▶ [Extract]:
*** Begin section ***

The 44th annual march drew thousands of anti-abortion activists to gather on the National Mall and march to the Supreme Court on Friday. Vice President Mike Pence was the first vice president ever to address activists at the annual March for Life.
The march also marked the first in eight years to be held under an anti-abortion president. Just five days earlier, President Donald Trump signed an executive order to bar foreign non-governmental organizations that perform or promote abortions from receiving federal funding.
Pence spoke at noon before the march, vowing to end federally funded
abortion nationwide. He also promised that Trump will soon announce a Supreme Court nominee to fill the vacancy left by the death of Antonin Scalia (CAS ’57) last February.
In addition to Pence, Counselor to the President Kellyanne Conway also addressed the crowd.
Conway, who has recently drawn criticism for her support of the new administration’s use of “alternative facts,” spoke about her hope for the anti-abortion movement during the Trump administration.
“This is a new day, a new dawn for life,” Conway said. “This dismissive notion of out of sight, out of mind is over. Science and medicine have joined religion and morality in causing many Americans to rethink just how fragile and how triumphant human life truly is.”
Those who gathered at the march came from various backgrounds, from religious clerics to students attending on school trips.
Some who had marched in year’s past, like Fr. Gabriel Zeis, a Catholic chaplain from Princeton University, said this year’s march felt noticeably different.
“There is a greater energy this year. People are motivated to think that we possibly have a stronger voice today than we ever had before in the Capitol,” Zeis said.
Many at the March for Life, including Zeis, largely agreed that Planned Parenthood should be defunded, halting all federal funding to the nonprofit that focuses on providing reproductive health services and resources such as contraceptives, family planning services and abortions.

*** End section ***

▶ [Your objective]: Write a continuation of the March for Life article, starting after its final sentence.

▶ [Data excerpts]:
*** Begin section ***

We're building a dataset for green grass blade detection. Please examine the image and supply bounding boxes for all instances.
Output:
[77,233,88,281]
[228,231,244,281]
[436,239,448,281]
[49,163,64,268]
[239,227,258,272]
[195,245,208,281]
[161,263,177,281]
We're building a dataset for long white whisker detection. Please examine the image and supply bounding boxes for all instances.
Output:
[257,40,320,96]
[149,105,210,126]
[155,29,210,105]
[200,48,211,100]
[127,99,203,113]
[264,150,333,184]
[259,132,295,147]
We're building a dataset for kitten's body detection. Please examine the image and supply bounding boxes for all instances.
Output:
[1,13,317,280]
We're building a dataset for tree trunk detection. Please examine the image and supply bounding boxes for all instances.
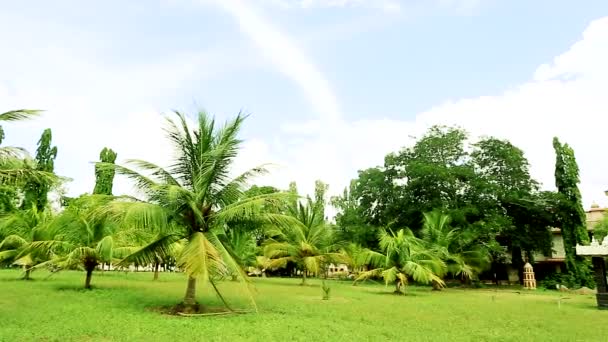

*** End section ***

▶ [Output for this task]:
“Planned Parenthood is a flawed system. No one has ever taken a close look at it. The national conversation has to be around developing a good program that’s going to care for women but not allow for abortions,” Zeis said.
A week earlier, at the Women’s March on Washington, Planned Parenthood President Cecile Richards spoke about her resolve to keep the organization functional and providing services.
“Today we are here to deliver a message. We will not take this lying down,” Richards said. “You need to call your Senator and say we cannot go back. Together we are a movement and we are unstoppable.”
Georgetown’s pro-abortion rights group, H*yas for Choice, protested at the march, releasing a statement that Trump’s recent policies affect large groups of people.
“We viewed this as an opportunity to register our dissent with the anti-choice values the march promotes, and to show our continued support for abortion access nationwide,” the statement reads. “These policies will endanger the lives and well-being of millions of people in jeopardy, particularly people of color, people with disabilities, low-income people and people living in rural communities.”
H*yas for Choice also addressed its goals for the club and university, prioritizing HIV and sexually transmitted infections screening, access to free menstrual hygiene products, increased access to contraception and better quality care at the Student Health Center.
The group also called for Georgetown University to maintain the minimum standards for contraceptive coverage as mandated by the Affordable Care Act, which dictates that contraceptive methods and counseling for all women be provided by plans in the health insurance market.
“Despite this volatile national climate, we will continue to move Georgetown in a progressive direction,” the statement reads.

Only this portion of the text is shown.